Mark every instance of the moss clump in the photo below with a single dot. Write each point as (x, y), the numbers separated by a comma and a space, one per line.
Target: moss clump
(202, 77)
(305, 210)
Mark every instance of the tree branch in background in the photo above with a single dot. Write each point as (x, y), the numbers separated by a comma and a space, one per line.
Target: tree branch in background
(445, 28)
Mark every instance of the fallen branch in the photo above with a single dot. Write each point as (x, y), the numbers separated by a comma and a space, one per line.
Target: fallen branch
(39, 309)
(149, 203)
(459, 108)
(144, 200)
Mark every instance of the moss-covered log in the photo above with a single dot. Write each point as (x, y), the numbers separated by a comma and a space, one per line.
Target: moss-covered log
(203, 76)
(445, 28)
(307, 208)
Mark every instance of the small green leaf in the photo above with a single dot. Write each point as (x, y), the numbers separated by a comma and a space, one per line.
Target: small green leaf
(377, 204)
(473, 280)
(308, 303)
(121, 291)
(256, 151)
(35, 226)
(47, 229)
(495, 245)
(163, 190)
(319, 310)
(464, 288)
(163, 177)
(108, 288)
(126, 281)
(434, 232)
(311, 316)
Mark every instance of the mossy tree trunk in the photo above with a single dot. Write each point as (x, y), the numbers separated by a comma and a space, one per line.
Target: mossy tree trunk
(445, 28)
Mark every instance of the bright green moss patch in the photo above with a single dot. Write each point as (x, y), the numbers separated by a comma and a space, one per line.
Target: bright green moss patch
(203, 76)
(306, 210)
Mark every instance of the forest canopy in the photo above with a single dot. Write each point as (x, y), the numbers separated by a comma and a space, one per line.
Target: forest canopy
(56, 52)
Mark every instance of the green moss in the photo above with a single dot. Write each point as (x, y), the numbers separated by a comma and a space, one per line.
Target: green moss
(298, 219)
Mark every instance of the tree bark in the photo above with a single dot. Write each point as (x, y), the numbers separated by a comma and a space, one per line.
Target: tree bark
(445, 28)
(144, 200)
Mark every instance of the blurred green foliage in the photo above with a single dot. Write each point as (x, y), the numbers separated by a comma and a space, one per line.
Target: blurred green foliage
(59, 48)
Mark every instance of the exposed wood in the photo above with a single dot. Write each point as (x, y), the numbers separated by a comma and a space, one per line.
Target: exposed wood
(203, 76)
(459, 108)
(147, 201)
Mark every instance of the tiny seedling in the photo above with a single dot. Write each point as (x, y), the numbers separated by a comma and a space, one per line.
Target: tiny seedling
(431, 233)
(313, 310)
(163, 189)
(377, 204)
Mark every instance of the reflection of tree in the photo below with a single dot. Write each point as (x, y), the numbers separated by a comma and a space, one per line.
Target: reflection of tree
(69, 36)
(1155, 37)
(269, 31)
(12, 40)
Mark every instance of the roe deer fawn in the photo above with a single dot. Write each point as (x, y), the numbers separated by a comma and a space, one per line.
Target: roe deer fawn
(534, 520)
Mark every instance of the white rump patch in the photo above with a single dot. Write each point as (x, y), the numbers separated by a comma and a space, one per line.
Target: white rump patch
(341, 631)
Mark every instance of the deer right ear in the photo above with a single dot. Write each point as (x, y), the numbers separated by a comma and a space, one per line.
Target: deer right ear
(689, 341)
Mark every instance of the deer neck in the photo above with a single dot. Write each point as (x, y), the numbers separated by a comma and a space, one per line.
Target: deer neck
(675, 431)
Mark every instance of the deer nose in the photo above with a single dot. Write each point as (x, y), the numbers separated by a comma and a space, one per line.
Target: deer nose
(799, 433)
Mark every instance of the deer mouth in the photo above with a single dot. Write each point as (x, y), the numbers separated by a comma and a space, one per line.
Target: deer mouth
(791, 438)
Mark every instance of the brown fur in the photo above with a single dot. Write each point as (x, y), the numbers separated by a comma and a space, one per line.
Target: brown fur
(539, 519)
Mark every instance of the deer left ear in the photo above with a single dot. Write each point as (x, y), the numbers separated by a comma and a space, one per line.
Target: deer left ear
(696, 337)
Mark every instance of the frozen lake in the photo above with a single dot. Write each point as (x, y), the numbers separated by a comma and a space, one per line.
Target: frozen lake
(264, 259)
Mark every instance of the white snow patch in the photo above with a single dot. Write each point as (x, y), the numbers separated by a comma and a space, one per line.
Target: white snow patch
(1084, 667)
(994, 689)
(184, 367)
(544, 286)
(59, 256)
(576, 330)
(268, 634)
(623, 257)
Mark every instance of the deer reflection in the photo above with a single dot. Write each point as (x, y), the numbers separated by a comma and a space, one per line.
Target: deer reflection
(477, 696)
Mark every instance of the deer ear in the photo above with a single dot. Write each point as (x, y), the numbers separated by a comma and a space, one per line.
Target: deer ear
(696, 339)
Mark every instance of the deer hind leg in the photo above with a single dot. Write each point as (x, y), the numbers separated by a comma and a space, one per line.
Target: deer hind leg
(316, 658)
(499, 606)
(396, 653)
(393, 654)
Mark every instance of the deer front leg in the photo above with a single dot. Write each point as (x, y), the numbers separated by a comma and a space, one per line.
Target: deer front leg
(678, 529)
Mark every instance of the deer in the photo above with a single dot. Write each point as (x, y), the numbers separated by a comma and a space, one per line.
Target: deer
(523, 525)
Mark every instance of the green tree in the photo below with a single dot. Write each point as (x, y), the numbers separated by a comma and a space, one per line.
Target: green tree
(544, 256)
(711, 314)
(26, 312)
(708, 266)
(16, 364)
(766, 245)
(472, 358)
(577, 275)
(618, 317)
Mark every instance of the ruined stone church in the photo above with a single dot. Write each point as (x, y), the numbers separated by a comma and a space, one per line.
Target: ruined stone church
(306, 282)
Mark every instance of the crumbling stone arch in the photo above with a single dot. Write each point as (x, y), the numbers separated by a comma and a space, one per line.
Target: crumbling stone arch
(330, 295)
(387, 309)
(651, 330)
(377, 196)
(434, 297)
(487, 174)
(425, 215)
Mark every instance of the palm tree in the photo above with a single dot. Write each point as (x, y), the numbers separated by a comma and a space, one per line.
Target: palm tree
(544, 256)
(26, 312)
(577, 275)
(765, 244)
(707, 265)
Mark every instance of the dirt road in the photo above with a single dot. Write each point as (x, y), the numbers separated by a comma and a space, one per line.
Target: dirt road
....
* WORK ORDER *
Say how many lines in the records contain the word "road". Nothing but the number is required.

* OUTPUT OF THE TASK *
2